* _KUTIPAN DOKUMEN_
════════════════════

BOGOR–Kementerian Badan Usaha Milik Negara (BUMN) turun tangan untuk mengatasi persoalan banjir di ibu kota negara. Salah satu solusi pengentasan banjir yang ditawarkan kementerian di bawah nakhoda Dahlan Iskan itu, yakni membangun bendungan di Bogor. Bendungan tersebut juga akan dimaksimalkan sebagai sumber penyedia air bersih yang kini semakin sulit didapatkan warga Jakarta.
Sebelum merealisasikan rencana besar itu, Sabtu (13/4), Dahlan rela sowan ke Bupati Bogor, Rachmat Yasin di Pendopo Bupati di Cibinong. Dahlan memastikan, setelah mengukur kemampuan, baik secara pembiayaan maupun teknis, BUMN mampu membangun bendungan untuk menanggulangi 30 persen banjir ke Jakarta. Rencananya, pembangunan bendungan akan digeber PT Hutama Karya dan Konsorsium dengan menggunakan dana BUMN.
“Sekaligus nantinya bisa untuk memenuhi kebutuhan warga Jakarta yang kekurangan air bersih. Tapi ini masih sangat awal, masih tahap penjajakan,” ujar Dahlan usai bertemu Rachmat Yasin.
Dahlan enggan menyebut di mana lokasi waduk akan dibangun. Namun ia memastikan, jika mendapat persetujuan, maka keberadaan bendungan itu berada di daerah Kabupaten Bogor. “Jangan tanya dulu lokasinya di mana. Nanti belum apa-apa malah tidak jadi,” katanya.
Kementerian BUMN, lanjut dia, telah menyampaikan rencana ini kepada Presiden SBY dan mendapat respons positif. BUMN juga telah berkoordinasi dengan Kementerian PU, Pemprov DKI Jakarta dan kini bersama Pemkab Bogor. Dahlan yakin, jika segala urusannya lancar, akhir tahun 2013, proyek itu bisa dimulai. “Kalau mau, akhir tahun juga sudah bisa dimulai. Asal semua urusannya lancar. Dalam waktu dekat akan kami urus perizinannya,” kata dia.
Saat ini, kata dia, tim BUMN sedang melakukan penyelesaian visibility study pada rencana pembangunan bendungan. Mantan Dirut PLN itu memperkirakan dana yang dibutuhkan untuk membangun bendungan berada dikisaran Rp4-5 triliun. “Dananya dari konsorsium BUMN,” terangnya.

════════════════════

* _DATA YANG DIBERIKAN_
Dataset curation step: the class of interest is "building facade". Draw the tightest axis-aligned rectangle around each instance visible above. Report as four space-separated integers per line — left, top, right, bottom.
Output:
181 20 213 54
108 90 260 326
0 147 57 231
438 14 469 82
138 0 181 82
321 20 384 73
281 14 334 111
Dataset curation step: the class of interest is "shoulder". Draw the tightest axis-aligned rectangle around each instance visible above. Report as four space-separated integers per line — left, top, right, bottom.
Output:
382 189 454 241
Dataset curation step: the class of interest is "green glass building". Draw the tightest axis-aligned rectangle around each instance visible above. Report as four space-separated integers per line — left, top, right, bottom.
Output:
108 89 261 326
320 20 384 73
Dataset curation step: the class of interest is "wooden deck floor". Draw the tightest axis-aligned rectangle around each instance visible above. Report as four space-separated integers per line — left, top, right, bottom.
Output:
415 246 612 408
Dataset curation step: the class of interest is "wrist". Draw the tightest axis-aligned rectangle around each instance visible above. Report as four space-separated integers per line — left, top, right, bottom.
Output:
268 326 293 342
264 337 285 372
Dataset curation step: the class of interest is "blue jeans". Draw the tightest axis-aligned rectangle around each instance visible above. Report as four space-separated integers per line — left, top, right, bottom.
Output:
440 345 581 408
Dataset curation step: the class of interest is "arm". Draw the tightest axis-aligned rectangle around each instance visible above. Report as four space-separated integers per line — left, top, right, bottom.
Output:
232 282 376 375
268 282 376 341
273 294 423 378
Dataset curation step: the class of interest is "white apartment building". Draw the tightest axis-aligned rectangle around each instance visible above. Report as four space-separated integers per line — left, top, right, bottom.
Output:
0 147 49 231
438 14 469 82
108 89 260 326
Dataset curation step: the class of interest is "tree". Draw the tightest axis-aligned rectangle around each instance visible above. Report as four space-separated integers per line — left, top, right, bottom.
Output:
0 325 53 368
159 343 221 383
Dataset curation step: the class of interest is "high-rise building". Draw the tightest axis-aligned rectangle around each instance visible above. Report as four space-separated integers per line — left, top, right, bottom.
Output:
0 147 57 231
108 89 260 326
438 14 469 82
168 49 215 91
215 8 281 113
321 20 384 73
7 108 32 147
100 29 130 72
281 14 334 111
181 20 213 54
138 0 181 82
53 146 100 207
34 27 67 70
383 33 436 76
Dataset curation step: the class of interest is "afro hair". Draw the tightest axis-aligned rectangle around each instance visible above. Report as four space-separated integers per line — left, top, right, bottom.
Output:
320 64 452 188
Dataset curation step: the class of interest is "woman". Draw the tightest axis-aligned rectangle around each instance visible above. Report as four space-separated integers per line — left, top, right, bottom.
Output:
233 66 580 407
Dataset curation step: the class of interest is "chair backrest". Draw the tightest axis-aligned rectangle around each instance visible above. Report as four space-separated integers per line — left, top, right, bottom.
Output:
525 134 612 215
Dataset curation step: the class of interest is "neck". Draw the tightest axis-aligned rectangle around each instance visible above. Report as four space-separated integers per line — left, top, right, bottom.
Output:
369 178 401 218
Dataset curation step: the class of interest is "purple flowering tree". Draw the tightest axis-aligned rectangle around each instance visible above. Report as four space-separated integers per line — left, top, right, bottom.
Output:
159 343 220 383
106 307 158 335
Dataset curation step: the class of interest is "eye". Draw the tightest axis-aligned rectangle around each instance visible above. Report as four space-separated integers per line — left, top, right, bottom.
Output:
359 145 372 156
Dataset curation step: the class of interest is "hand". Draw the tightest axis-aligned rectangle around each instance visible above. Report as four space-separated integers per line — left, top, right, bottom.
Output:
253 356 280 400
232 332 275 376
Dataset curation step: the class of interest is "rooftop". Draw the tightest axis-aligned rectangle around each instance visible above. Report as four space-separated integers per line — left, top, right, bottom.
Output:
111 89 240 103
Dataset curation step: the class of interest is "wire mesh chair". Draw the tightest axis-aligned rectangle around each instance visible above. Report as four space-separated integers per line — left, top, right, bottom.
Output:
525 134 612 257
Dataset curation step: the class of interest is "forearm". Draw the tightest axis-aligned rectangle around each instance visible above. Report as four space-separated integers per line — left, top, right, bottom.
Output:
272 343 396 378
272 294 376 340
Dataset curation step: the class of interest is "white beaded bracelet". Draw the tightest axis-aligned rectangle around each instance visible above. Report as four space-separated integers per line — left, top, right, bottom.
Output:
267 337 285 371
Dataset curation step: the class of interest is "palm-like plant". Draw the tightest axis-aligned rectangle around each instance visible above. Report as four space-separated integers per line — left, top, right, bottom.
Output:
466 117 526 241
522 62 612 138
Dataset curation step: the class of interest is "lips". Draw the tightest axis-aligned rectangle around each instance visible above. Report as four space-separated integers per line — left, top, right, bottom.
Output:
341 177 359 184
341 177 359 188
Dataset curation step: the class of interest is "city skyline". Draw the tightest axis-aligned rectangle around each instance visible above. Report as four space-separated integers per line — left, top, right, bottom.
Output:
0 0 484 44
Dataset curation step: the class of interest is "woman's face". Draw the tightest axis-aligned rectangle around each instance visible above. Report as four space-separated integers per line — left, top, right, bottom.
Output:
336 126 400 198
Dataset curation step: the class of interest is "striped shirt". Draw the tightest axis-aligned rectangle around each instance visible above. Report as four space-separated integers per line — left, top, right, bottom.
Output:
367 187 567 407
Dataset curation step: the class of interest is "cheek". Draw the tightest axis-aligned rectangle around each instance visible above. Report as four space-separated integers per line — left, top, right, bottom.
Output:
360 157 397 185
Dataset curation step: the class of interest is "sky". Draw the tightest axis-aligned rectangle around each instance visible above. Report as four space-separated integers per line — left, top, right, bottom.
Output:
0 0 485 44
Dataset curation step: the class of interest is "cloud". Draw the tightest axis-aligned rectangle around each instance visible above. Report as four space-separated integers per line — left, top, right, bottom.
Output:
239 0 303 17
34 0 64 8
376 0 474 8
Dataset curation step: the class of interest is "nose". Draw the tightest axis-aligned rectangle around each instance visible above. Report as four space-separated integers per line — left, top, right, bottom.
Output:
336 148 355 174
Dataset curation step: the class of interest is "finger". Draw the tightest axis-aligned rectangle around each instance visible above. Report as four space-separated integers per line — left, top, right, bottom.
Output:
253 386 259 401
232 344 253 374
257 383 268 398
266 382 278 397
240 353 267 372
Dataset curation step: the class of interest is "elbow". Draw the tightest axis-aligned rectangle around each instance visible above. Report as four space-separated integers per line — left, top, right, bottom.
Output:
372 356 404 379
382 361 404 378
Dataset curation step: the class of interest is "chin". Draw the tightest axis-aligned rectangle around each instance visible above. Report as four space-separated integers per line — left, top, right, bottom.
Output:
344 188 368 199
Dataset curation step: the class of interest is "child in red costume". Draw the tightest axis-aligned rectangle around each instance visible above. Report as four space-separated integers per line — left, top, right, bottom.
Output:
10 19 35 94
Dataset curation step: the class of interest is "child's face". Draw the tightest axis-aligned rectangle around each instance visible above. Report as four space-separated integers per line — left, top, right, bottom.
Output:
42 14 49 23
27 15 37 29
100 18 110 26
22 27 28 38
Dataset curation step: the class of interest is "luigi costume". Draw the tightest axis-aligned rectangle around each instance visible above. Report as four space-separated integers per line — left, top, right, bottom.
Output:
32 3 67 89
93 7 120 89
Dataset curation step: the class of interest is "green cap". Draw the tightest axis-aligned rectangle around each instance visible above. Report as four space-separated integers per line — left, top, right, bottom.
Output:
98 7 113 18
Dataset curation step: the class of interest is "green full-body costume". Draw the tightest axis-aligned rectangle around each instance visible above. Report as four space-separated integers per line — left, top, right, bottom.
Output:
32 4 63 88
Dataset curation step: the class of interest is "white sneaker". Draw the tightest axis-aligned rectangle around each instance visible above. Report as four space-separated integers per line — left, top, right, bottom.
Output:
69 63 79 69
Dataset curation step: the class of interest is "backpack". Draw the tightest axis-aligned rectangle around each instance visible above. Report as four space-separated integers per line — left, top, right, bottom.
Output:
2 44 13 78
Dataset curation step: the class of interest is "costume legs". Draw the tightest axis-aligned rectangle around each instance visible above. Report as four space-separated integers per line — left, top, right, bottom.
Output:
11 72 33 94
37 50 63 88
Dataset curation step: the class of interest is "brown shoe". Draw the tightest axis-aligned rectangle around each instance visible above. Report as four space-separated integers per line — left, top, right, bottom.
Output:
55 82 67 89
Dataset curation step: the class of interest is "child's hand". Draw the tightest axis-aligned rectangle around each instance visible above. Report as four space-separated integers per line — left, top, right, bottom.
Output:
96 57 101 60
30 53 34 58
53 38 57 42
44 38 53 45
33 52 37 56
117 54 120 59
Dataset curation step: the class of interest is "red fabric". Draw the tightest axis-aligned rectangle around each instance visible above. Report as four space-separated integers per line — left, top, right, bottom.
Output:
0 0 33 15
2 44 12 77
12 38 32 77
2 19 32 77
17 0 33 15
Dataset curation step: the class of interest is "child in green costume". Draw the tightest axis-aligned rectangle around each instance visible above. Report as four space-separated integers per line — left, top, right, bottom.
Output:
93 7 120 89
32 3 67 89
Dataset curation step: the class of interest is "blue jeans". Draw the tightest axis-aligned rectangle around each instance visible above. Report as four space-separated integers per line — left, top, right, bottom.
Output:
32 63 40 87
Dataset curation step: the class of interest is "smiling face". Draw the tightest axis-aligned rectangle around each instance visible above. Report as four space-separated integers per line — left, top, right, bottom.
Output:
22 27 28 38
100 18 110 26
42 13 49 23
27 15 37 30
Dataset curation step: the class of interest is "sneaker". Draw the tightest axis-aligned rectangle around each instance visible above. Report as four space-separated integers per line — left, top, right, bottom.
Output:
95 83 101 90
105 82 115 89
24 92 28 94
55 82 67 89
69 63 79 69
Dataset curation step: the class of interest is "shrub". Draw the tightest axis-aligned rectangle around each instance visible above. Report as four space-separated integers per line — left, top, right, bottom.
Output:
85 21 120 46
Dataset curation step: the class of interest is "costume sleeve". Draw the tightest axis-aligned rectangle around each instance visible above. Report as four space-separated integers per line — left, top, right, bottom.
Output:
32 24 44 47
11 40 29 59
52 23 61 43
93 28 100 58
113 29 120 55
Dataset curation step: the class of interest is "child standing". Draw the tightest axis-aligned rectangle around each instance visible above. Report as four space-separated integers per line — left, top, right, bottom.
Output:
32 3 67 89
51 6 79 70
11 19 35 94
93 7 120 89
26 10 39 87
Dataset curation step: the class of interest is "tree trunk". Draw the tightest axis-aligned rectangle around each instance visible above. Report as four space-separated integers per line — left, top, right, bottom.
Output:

════════════════════

* _TUGAS 1_
Tulis ulang seluruh bagian berita tentang rencana bendungan BUMN di Bogor dari "BOGOR–Kementerian Badan Usaha" hingga "didapatkan warga Jakarta.", dan ganti "banjir" dengan "genangan air".
* _TUGAS 2_
Menurut berita tentang rencana bendungan BUMN di Bogor, berapa perkiraan dana yang dibutuhkan untuk membangun bendungan itu?

* _JAWABAN 1_
BOGOR–Kementerian Badan Usaha Milik Negara (BUMN) turun tangan untuk mengatasi persoalan genangan air di ibu kota negara. Salah satu solusi pengentasan genangan air yang ditawarkan kementerian di bawah nakhoda Dahlan Iskan itu, yakni membangun bendungan di Bogor. Bendungan tersebut juga akan dimaksimalkan sebagai sumber penyedia air bersih yang kini semakin sulit didapatkan warga Jakarta.

* _JAWABAN 2_
Di kisaran Rp4-5 triliun.